▶ Task to complete
Starting from the line containing "of the carved", write out the rest of the entries exactly, through the final line, including nothing else.

▶ Provided records
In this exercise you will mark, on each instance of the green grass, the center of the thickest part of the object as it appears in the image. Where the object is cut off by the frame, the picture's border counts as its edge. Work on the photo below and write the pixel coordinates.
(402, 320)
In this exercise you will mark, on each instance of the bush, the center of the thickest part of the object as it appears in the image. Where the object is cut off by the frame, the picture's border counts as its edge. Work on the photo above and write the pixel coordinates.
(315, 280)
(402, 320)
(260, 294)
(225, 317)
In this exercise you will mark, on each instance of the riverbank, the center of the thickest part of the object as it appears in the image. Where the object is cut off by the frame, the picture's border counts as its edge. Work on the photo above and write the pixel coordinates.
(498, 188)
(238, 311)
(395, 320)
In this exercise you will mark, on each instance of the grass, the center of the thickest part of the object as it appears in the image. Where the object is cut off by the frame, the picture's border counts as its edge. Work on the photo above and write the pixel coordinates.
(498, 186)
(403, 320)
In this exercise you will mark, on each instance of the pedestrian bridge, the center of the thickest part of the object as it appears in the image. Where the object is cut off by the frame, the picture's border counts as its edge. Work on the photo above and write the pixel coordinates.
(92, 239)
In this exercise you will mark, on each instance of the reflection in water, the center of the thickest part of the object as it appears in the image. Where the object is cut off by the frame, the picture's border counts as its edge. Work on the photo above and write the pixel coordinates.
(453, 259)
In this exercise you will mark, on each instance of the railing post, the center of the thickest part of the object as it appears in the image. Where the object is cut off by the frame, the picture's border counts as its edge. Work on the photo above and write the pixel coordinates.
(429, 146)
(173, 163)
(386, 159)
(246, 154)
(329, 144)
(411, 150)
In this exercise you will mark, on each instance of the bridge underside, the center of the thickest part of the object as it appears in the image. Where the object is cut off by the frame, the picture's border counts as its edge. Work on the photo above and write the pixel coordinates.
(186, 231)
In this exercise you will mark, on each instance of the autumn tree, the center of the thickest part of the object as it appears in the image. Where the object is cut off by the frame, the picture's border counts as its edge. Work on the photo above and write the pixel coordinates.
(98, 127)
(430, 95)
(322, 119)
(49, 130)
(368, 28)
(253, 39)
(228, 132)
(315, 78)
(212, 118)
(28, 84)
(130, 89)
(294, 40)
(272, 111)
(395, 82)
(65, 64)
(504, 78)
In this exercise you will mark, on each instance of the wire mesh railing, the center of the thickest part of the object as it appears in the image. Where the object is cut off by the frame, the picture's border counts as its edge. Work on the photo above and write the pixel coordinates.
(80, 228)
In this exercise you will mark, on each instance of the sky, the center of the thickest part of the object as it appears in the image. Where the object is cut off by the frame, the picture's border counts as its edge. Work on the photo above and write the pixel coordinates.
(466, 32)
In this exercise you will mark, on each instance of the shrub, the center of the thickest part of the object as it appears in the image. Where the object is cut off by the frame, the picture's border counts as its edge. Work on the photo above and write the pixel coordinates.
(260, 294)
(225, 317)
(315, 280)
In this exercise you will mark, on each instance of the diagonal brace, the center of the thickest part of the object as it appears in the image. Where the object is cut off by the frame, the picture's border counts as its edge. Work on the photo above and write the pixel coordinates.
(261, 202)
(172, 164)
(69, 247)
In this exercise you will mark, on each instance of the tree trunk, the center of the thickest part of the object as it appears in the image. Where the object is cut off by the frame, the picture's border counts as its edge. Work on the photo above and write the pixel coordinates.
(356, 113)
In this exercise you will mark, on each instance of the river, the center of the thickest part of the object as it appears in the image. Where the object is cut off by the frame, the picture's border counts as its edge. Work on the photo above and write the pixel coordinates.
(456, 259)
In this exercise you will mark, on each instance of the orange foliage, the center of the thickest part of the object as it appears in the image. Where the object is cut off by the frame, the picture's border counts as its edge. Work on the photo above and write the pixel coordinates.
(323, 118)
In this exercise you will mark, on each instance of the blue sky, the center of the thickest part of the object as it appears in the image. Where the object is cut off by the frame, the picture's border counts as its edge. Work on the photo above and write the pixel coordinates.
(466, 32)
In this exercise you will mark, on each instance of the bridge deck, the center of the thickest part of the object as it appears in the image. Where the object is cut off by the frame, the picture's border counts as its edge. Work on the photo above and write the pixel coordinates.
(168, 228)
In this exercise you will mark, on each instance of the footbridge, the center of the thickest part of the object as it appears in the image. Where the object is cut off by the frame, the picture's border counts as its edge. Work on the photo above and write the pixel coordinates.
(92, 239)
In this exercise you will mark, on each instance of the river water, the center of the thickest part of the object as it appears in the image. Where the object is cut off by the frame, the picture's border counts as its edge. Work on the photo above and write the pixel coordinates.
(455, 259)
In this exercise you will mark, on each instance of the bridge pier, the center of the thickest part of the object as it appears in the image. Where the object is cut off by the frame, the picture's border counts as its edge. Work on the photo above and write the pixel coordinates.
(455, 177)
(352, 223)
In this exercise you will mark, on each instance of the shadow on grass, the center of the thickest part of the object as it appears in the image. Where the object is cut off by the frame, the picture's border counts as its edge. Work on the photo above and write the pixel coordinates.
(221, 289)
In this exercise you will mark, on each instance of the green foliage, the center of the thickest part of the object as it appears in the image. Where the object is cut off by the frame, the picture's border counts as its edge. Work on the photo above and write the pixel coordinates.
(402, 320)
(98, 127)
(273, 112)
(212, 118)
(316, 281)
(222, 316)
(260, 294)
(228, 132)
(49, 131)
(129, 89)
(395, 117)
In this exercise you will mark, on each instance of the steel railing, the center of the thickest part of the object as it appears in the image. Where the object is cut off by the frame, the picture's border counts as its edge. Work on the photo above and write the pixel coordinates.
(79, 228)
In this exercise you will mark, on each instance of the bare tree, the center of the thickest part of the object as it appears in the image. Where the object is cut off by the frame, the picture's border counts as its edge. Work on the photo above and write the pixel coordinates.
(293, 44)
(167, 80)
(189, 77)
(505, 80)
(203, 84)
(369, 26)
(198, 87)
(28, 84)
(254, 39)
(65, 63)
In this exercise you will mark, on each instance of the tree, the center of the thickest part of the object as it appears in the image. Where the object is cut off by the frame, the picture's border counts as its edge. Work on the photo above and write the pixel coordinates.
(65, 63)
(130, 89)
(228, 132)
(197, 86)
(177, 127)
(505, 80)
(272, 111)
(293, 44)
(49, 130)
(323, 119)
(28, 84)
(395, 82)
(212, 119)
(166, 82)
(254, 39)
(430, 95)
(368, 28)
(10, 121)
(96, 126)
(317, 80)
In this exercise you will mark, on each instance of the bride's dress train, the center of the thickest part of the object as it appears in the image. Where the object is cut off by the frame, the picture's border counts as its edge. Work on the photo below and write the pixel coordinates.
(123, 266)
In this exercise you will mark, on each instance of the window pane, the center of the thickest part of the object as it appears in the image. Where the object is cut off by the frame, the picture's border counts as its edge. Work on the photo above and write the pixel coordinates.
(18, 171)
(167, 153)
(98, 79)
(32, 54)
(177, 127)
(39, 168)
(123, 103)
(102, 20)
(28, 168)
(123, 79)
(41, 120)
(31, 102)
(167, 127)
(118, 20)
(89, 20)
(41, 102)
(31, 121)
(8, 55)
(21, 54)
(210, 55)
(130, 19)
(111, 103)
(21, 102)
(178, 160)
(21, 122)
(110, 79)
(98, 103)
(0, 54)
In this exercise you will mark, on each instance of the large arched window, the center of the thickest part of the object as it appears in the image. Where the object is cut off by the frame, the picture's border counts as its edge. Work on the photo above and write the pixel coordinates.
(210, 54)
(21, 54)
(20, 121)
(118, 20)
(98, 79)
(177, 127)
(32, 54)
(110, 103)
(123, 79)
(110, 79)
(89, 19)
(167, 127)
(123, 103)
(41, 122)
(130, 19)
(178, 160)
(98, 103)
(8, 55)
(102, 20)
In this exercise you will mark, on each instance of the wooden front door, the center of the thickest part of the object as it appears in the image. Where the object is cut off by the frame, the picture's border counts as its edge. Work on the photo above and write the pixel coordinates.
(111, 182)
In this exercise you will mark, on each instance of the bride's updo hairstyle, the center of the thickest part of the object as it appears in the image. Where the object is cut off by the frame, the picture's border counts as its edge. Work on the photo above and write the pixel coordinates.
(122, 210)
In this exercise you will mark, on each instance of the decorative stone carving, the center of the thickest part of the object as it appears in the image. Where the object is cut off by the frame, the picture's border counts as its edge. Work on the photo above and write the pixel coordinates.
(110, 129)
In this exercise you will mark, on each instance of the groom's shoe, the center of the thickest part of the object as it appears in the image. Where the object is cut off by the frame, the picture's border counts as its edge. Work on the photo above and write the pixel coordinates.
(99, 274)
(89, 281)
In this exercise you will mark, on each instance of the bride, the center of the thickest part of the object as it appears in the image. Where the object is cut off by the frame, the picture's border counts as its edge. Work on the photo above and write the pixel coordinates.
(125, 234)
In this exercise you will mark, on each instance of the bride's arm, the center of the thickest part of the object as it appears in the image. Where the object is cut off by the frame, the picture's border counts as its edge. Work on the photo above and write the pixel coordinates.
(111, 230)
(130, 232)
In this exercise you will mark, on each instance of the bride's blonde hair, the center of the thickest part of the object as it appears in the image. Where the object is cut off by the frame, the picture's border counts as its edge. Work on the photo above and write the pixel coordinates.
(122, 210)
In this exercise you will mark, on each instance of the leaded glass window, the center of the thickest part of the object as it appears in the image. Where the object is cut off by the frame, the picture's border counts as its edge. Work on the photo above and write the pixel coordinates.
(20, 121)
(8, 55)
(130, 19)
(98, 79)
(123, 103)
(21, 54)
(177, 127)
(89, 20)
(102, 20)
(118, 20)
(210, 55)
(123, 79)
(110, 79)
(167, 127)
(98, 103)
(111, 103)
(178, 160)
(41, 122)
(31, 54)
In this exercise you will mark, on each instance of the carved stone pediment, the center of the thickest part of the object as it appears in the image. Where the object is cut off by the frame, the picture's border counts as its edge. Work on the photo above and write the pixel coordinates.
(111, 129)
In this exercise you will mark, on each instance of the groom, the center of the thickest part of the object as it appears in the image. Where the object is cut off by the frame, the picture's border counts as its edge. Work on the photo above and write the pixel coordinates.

▶ Task response
In this exercise you will mark, on each instance of the carved stone pediment, the center of the thickest part of the object as it appears in the image. Where the object is cut off by the frame, the picture's border counts as its edge. Work on the photo above and write the pixel coordinates.
(111, 129)
In this exercise you will mark, on each instance of the groom, the center of the thickest part of the object as it appears in the image. Where the object is cut off by the frame, the picture's border counts as its edge. Work on the photo above and write the pixel coordinates.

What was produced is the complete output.